→ **Supplied records**
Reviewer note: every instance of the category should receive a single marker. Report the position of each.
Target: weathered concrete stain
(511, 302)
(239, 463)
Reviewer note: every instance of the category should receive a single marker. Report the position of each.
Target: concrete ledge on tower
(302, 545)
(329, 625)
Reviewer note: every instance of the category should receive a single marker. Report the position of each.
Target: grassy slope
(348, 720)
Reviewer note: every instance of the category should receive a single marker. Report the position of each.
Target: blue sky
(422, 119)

...

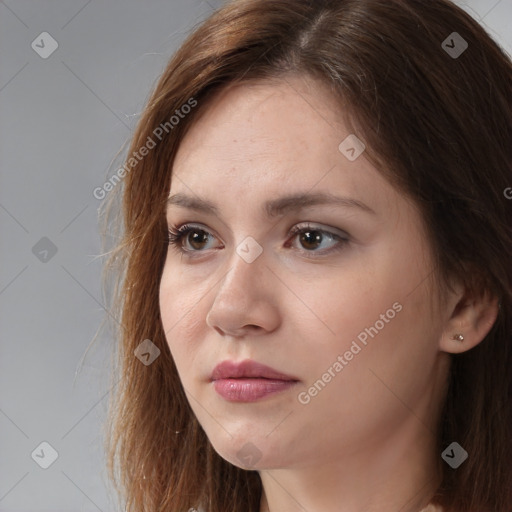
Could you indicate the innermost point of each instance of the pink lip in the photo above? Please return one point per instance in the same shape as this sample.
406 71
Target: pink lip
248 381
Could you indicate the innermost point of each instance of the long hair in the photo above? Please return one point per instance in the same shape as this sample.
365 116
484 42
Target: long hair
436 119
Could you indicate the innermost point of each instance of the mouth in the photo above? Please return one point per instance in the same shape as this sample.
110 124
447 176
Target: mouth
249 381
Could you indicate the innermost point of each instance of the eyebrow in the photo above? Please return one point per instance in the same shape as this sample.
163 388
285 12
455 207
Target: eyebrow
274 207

→ **Task prompt**
Among the lines above, which contain the word "Could"? Copy every one.

→ **Output below**
Could you indicate the innermost point of each instance of the pink lip in the photo above? Please return one point per instance in the same shape as this sample.
Could you indicate the innermost point of each instance of the long hair in the photo above? Please return one point per instance in the same shape as this sample.
Could you indicate the innermost point of each instance of the mouth in the photo above? Please return one point per instance in the same shape as this sample.
Could you indicate the innermost point of each instance of the eyebrow in the photo above? Please return one point per instance in the same shape as this sample.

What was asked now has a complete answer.